This document assumes that the solutions suggested within this document
will be compliant with the trust model given in RFC 2904[1].


5.3 Core Works Requirements

This section defines those 'work' items that form the initial core set
of 'works' that must be supported by any 'CDN-I Acccounting' enabled
entity. The objective here is to achieve consensus around a set of
accountable works which are deemed sufficiently important such that its
definition and support is warranted.

5.3.1 Introduction

For each of the accountable works defined below in the subsections, the
following must be defined :

5.3.1.1 List of Attributes

Each attribute must define its name, its meaning, whether it is a
required / optional / conditional attribute, its data type (int, string,
complex etc)

5.3.1.2 Encoding and Representation

The encoding and representation format of each attribute inside the CDR
must be defined.

# EXTRACTED INFORMATION:
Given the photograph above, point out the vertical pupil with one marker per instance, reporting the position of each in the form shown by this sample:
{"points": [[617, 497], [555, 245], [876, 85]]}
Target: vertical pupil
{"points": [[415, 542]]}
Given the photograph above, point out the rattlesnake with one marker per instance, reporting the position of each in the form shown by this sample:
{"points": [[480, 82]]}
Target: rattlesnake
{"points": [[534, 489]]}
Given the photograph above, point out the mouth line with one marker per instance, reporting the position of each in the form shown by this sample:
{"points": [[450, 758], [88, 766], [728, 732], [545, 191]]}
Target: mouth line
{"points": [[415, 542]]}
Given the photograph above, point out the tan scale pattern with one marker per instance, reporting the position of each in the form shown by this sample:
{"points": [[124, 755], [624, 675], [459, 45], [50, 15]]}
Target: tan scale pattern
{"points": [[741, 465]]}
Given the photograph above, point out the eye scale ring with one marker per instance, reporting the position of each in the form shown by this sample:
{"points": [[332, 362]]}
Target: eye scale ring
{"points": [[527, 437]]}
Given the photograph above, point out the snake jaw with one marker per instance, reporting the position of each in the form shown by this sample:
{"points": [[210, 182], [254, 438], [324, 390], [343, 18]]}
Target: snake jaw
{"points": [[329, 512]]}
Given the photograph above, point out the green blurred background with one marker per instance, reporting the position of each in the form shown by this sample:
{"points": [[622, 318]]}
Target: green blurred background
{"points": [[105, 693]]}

# EXERCISE PROMPT:
Reproduce the CDN accounting requirements text from "This section defines" up to and including "support is warranted.", keeping every word as it stands. You won't need the material for this.

# SOLUTION TO THIS PROBLEM:
This section defines those 'work' items that form the initial core set
of 'works' that must be supported by any 'CDN-I Acccounting' enabled
entity. The objective here is to achieve consensus around a set of
accountable works which are deemed sufficiently important such that its
definition and support is warranted.